▶ Exercise brief
Using the data beneath this instruction, retype only the lines from the one that contains "Sample: <point>423,606</point>" down to the one that contains "Point out the referee in", both included, exactly as they appear.

▶ Records supplied
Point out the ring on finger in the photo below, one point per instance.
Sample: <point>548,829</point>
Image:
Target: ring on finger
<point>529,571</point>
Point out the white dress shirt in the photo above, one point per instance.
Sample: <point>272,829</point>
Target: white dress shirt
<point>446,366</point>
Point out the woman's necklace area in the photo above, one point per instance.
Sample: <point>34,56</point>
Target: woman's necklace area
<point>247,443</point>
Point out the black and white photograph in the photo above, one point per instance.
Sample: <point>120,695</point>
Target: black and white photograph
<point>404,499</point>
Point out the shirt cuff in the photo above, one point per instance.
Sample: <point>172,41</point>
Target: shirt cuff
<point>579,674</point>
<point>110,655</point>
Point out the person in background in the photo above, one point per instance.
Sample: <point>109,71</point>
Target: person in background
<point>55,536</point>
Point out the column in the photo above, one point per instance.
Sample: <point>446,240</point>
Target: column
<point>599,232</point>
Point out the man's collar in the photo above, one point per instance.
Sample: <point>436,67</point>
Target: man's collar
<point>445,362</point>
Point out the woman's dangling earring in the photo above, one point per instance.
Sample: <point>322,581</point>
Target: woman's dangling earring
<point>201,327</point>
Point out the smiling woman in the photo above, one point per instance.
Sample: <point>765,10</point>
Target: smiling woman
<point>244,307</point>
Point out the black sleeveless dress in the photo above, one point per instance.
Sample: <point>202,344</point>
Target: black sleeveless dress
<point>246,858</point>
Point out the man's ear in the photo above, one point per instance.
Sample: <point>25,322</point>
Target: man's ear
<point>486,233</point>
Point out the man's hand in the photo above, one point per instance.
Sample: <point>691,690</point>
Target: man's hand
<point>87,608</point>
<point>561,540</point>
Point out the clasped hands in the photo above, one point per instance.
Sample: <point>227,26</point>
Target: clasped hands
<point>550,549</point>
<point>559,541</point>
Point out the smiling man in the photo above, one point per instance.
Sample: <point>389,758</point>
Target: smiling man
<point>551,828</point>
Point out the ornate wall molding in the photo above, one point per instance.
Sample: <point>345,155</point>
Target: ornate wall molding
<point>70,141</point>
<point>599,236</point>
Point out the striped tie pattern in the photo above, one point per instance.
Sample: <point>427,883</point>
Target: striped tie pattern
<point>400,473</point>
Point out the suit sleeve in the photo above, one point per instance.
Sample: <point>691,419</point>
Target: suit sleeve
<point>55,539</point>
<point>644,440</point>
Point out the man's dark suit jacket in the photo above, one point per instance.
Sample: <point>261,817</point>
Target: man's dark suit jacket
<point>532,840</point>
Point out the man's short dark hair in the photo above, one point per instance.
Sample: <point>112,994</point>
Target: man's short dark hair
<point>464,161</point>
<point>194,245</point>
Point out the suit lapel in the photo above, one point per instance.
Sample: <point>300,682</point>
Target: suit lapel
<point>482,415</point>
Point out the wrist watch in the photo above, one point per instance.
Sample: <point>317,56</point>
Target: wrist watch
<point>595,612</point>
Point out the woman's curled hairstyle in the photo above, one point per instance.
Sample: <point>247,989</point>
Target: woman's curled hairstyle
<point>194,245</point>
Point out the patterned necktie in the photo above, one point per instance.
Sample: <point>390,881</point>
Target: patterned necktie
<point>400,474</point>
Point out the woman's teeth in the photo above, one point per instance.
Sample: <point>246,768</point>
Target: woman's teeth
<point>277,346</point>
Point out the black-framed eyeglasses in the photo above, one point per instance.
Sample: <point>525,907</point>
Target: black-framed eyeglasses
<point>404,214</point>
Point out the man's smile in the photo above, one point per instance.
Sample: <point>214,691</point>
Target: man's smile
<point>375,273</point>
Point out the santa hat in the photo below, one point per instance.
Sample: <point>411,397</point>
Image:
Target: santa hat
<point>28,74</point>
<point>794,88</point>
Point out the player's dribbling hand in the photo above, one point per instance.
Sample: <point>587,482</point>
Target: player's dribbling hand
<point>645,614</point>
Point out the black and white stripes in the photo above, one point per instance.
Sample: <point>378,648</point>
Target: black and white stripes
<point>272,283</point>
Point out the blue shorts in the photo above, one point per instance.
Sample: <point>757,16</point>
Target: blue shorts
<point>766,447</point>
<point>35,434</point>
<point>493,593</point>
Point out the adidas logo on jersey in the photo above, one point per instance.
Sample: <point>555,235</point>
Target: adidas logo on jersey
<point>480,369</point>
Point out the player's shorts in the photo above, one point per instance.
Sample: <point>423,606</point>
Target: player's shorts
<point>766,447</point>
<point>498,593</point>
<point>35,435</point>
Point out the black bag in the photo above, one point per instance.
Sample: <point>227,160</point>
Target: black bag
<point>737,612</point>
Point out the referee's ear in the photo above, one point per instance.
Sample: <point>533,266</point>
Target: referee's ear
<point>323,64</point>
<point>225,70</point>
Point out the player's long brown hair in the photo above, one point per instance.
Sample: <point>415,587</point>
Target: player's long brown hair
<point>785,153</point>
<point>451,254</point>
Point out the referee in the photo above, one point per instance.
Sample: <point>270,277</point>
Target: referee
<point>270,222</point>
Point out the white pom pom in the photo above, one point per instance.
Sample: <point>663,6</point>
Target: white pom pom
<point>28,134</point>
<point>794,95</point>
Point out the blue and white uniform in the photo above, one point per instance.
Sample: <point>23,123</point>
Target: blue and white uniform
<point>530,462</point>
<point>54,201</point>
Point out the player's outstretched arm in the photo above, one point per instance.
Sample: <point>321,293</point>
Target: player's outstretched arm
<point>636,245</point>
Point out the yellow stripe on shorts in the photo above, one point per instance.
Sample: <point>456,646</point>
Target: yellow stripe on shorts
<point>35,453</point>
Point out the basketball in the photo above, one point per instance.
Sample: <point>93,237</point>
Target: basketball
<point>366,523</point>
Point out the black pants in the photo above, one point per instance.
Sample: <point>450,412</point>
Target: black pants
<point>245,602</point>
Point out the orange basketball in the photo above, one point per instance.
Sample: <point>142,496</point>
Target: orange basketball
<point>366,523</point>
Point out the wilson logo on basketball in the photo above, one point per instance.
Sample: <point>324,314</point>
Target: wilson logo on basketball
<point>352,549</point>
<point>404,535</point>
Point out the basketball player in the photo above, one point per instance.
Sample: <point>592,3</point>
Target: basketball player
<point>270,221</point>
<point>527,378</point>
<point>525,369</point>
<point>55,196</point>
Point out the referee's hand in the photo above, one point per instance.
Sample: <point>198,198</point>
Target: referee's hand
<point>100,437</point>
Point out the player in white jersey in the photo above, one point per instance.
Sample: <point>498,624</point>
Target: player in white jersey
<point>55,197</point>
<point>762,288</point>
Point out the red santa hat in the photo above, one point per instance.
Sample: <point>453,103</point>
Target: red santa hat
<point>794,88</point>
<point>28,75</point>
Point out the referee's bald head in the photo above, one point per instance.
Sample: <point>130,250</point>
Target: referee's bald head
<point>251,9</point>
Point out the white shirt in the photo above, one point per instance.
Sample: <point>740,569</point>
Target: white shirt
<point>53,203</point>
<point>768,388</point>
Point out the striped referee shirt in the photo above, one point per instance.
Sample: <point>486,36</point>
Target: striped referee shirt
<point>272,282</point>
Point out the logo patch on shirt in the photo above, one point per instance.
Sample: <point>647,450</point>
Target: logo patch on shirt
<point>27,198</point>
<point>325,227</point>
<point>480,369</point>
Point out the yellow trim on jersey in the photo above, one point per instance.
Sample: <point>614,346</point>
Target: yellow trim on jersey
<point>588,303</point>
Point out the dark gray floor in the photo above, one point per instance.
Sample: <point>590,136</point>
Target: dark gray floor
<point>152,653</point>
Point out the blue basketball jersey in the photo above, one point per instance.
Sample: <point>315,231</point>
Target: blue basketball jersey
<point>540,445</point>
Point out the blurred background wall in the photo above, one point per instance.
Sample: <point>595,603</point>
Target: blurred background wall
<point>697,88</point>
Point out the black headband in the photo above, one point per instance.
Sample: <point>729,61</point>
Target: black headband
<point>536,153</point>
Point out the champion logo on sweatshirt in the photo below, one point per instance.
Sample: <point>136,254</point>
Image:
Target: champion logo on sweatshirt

▶ Reply to the exercise
Sample: <point>423,606</point>
Target: player's shorts
<point>766,447</point>
<point>498,593</point>
<point>35,435</point>
Point out the black bag in the photo above, one point per instance.
Sample: <point>227,160</point>
Target: black bag
<point>737,612</point>
Point out the referee's ear in the photo above, one point per instance.
Sample: <point>533,266</point>
Target: referee's ear
<point>323,64</point>
<point>225,70</point>
Point out the player's long brown hair in the photo above, one point per instance.
Sample: <point>415,587</point>
Target: player's long brown hair
<point>785,153</point>
<point>451,254</point>
Point out the referee in the photo above, one point per instance.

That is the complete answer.